▶ _What to produce_: Reproduce only the rows from the line with "Trace the outline of every instance of the white" to the line with "[[[109,65],[109,78],[113,78],[113,66]]]", updating "white shutter" to "green shutter" and changing nothing else.

▶ _Information given_:
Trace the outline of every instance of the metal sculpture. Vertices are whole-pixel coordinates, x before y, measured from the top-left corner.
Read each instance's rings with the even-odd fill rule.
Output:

* * *

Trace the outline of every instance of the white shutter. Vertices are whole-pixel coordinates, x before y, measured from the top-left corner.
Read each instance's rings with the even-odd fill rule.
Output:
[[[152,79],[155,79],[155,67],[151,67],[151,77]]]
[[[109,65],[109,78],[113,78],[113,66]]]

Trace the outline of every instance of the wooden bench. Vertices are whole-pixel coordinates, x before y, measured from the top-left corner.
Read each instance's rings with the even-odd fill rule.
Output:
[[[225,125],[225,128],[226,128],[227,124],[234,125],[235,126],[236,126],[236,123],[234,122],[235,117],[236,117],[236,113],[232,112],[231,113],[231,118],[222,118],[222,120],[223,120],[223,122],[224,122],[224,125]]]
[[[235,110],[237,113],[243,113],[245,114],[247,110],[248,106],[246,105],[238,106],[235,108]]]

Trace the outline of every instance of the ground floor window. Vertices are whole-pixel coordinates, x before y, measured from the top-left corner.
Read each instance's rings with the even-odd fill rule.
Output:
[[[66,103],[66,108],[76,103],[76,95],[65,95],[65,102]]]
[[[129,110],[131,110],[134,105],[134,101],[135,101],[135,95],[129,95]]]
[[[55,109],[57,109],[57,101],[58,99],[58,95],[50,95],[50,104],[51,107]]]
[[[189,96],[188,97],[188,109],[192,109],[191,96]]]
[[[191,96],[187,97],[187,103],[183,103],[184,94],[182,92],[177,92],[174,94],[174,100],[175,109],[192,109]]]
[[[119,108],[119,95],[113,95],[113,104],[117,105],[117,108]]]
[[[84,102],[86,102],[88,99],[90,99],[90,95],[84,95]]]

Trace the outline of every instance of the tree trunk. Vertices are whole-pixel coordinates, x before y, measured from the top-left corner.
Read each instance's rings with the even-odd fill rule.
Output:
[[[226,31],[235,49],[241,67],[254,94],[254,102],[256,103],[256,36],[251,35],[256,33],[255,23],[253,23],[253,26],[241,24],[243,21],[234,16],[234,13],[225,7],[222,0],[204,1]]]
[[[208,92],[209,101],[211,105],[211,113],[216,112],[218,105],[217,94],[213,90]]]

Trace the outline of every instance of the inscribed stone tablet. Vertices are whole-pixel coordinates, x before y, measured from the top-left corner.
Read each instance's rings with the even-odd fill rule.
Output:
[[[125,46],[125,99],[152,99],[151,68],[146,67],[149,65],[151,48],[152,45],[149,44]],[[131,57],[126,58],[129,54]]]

▶ _Finished answer_:
Trace the outline of every instance of the green shutter. Vertices are whole-pixel coordinates, x before y, measured from the top-left corner.
Read each instance's rings with the even-odd fill rule.
Output:
[[[152,79],[155,79],[155,67],[151,67],[151,77]]]
[[[109,65],[109,78],[113,78],[113,66]]]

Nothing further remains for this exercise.